> _Task requirements_: Could you copy the lines below exactly, leaving none out?

· · · ·

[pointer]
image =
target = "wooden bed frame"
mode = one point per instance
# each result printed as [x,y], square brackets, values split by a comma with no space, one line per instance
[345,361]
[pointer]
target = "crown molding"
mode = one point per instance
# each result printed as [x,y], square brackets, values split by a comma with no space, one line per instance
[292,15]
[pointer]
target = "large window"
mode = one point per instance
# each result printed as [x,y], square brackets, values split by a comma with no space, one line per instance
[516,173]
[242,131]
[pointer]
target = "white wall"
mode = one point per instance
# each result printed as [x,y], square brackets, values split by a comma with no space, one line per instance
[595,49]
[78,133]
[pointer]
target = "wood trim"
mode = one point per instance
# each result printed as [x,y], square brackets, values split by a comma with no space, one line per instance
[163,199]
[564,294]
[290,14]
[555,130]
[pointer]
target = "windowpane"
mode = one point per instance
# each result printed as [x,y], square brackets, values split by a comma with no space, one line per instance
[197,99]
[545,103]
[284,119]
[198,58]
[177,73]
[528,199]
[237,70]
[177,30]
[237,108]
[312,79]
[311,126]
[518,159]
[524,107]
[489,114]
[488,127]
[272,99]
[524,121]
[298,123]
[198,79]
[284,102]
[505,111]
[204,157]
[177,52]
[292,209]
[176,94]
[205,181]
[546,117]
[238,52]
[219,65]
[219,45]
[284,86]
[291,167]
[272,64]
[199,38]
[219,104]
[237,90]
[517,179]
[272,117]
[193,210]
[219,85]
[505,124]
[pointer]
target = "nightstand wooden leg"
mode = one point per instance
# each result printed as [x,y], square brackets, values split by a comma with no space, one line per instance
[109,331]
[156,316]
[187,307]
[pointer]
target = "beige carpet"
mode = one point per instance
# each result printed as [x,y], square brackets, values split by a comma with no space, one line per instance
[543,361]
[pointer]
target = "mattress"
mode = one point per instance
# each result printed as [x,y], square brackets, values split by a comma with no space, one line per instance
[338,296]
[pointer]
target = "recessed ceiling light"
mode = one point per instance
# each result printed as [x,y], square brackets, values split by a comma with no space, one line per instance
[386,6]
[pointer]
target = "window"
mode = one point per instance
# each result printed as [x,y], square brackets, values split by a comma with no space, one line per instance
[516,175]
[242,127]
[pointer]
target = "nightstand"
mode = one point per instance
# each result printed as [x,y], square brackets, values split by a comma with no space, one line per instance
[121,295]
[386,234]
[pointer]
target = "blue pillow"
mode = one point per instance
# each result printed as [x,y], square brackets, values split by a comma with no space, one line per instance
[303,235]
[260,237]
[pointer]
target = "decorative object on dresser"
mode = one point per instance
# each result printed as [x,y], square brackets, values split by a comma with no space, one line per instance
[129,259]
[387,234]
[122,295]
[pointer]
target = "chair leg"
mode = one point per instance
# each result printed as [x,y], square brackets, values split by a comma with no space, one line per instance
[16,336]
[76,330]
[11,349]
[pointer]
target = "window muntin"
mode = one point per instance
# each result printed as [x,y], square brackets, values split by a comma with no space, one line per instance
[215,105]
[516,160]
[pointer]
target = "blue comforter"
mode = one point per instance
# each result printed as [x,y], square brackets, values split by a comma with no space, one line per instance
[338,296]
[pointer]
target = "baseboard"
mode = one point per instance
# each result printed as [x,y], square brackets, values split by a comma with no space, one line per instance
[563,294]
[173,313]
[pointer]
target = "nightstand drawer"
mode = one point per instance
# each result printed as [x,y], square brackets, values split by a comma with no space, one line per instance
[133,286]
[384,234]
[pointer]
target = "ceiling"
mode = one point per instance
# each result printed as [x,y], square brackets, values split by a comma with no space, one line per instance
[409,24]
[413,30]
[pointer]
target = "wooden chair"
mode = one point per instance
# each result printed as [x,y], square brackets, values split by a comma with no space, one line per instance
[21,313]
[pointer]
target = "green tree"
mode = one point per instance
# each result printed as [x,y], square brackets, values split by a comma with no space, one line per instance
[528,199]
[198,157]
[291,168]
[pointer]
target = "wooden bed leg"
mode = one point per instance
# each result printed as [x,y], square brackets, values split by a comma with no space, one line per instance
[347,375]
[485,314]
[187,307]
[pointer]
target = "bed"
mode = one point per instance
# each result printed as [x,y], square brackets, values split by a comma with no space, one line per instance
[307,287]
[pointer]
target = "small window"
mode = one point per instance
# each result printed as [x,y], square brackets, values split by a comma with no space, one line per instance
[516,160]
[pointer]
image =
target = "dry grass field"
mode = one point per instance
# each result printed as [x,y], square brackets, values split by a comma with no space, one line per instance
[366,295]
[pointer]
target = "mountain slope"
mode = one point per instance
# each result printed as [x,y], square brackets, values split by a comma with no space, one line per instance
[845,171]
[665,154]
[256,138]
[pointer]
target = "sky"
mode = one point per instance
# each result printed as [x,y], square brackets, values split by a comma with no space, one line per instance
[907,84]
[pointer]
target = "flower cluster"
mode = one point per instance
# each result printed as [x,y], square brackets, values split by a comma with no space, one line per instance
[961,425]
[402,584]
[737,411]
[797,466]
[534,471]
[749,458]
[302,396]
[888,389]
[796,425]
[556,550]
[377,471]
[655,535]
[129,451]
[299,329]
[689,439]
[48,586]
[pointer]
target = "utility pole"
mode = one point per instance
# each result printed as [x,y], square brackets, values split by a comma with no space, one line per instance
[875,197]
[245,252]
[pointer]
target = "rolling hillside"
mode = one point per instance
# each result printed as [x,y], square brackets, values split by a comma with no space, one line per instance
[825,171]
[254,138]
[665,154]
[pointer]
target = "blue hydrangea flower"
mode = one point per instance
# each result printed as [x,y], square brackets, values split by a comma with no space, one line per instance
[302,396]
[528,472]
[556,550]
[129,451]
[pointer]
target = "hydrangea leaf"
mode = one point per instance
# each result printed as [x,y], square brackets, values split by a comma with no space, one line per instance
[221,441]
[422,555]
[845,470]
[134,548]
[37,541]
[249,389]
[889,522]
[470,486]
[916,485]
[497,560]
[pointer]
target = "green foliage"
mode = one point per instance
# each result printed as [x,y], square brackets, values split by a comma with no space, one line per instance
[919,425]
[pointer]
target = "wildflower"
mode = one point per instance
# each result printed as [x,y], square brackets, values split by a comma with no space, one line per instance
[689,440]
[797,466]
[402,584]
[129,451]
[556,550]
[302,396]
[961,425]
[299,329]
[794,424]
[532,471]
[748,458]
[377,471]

· · · ·

> _Your solution_:
[pointer]
image =
target = "wooden bed frame"
mode = one point per instance
# each result printed as [x,y], square brackets, values split by a comma with no space, one line per instance
[345,361]
[pointer]
target = "crown molding"
mode = one point per instance
# each result printed as [x,y], square brackets, values split by a comma with no space, one line per instance
[292,15]
[pointer]
target = "large window"
mode = one point per instance
# each result printed as [x,y], square brackets, values split by a comma with no space, one line per instance
[516,173]
[242,131]
[pointer]
target = "white wall"
mode = one point per instance
# each result printed as [x,y], square brackets, values split by a comma with no space, one line per instance
[595,49]
[78,133]
[pointer]
target = "wood trim"
mode = one point per instance
# each result printed as [x,y], square brackets, values split by a comma with no space, one line per instance
[163,199]
[564,294]
[290,14]
[555,130]
[pointer]
target = "windowpane"
mode = one point per instance
# each result printed as [x,y], square brackets, values split by a comma with no space, one line per instance
[197,99]
[545,103]
[284,119]
[198,58]
[177,73]
[528,199]
[237,70]
[177,30]
[237,108]
[312,79]
[311,126]
[518,159]
[524,107]
[489,114]
[488,127]
[272,99]
[524,121]
[298,123]
[198,79]
[284,102]
[505,111]
[204,157]
[177,52]
[292,209]
[176,94]
[205,181]
[546,117]
[238,52]
[219,65]
[219,45]
[284,86]
[291,167]
[272,64]
[199,38]
[219,104]
[237,90]
[517,179]
[272,117]
[193,210]
[219,85]
[505,124]
[pointer]
target = "nightstand wooden leg"
mode = one point per instance
# each result printed as [x,y], square brackets, values split by a comma with no space, one line per instance
[109,331]
[156,316]
[187,307]
[pointer]
target = "beige carpet"
mode = one point per instance
# each result printed as [x,y], square brackets, values split by a comma with no space, one line per instance
[543,361]
[pointer]
target = "mattress"
mode = one point per instance
# each result printed as [x,y], square brackets, values split by a comma with no space, one line per instance
[338,296]
[pointer]
target = "recessed ceiling light"
mode = one point per instance
# each result printed as [x,y], square brackets, values split by a comma with no space, one line per instance
[386,6]
[pointer]
target = "window"
mode = one point per instance
# each result printed as [x,y], square brackets, values split by a comma with no space, one line per instance
[516,175]
[242,127]
[pointer]
target = "nightstand"
mode = one point per instance
# each result printed as [x,y], square brackets, values split by a comma with no space, one line per instance
[121,295]
[386,234]
[pointer]
target = "blue pillow"
mode = one point per instance
# each result printed as [x,y], square brackets, values split by a comma with no space, one line per instance
[303,235]
[260,237]
[pointer]
target = "decorative object on dresser"
mode = one point per instance
# each result printed as [x,y], square brackets, values split by a comma with no space, one line per instance
[129,259]
[387,234]
[122,295]
[pointer]
target = "chair leg"
mode = one point per instance
# each result printed as [x,y], square brackets, values split by a comma with no space, one line per instance
[16,336]
[76,330]
[11,349]
[pointer]
target = "window muntin"
mode = one point per instance
# each result printed as [x,y], square brackets, values split by a comma with no space, one line per instance
[215,105]
[516,160]
[pointer]
target = "blue comforter"
mode = one point per instance
# each result printed as [x,y], square brackets, values split by a comma with no space, one line per instance
[338,296]
[pointer]
target = "baseboard"
mode = one point per instance
# each result printed as [x,y], square brackets, values split by a comma with no space, one line per instance
[563,294]
[173,313]
[pointer]
target = "nightstand drawer"
mode = one point per instance
# each result printed as [x,y], square brackets, values split by a comma with no space, one line per instance
[133,286]
[384,234]
[pointer]
target = "ceiling"
mode = one point per instance
# each result printed as [x,y], square brackets, values split by a comma with no space, one line per instance
[409,24]
[413,30]
[pointer]
target = "wooden chair"
mode = one point per instance
# each result printed as [x,y], square brackets, values split by a comma with no space, one line per instance
[21,313]
[pointer]
target = "green tree"
mode = one point per instance
# each result printed as [x,y], square brackets, values split by a comma with no space, one line per instance
[528,199]
[198,157]
[291,168]
[pointer]
target = "wooden bed leg"
mode = one point per instance
# each result printed as [x,y], square brackets, values split by a comma with no space, one line per instance
[347,375]
[485,314]
[187,307]
[pointer]
target = "bed"
mode = one point per instance
# each result printed as [x,y], square brackets, values split by a comma with no space, one line per instance
[307,287]
[pointer]
target = "small window"
mode = one point per instance
# each result printed as [x,y], square brackets, values split by a comma with no space, one line per instance
[516,160]
[pointer]
image =
target = "dry grass field"
mode = one point per instance
# each result printed as [x,y], square brackets, values split by a comma with no space, one line per instance
[366,295]
[pointer]
target = "mountain slope"
mode = one point per instance
# each result printed as [x,y], square brackets, values split by a comma with no space, one line per instance
[845,171]
[665,154]
[256,138]
[pointer]
target = "sky"
mode = one point per instance
# each result printed as [x,y], square brackets, values split by a comma with no space, one line per instance
[907,84]
[pointer]
target = "flower cluster"
mode = one point per instance
# each result printed as [x,y], square brackets, values split by a comma with no space, one line per instance
[961,425]
[402,584]
[737,411]
[797,466]
[534,471]
[749,458]
[302,396]
[888,389]
[796,425]
[556,550]
[377,471]
[655,535]
[129,451]
[299,329]
[689,439]
[48,586]
[pointer]
target = "utility pole"
mode = one point per instance
# each result printed as [x,y], square brackets, values split by a comma with no space, one line per instance
[875,197]
[245,252]
[pointer]
target = "rolling hillside"
mode = one point per instance
# each result printed as [x,y], square brackets, values split by a comma with no space, one line per instance
[825,171]
[254,138]
[665,154]
[pointer]
target = "blue hydrangea flower"
mode = one point per instance
# each result printed as [x,y], square brackets, values split by a comma with no space, one line per instance
[302,396]
[528,472]
[556,550]
[129,451]
[pointer]
target = "hydrangea leaf"
mode = one point per instance
# each result printed as [x,y], square brackets, values split by a comma with no space, one line per instance
[221,441]
[422,555]
[845,470]
[134,548]
[37,541]
[249,389]
[889,522]
[470,486]
[916,485]
[497,560]
[pointer]
target = "green foliage"
mode = one point per instance
# each result printed as [x,y], square brackets, values split by a comma with no space, one line per instance
[919,425]
[pointer]
target = "wildflower"
mode = one point per instance
# each result printed as [x,y], square brackets, values split by a comma with no space, one line per instance
[689,440]
[797,466]
[402,584]
[129,451]
[556,550]
[302,396]
[961,425]
[299,329]
[794,424]
[532,471]
[748,458]
[377,471]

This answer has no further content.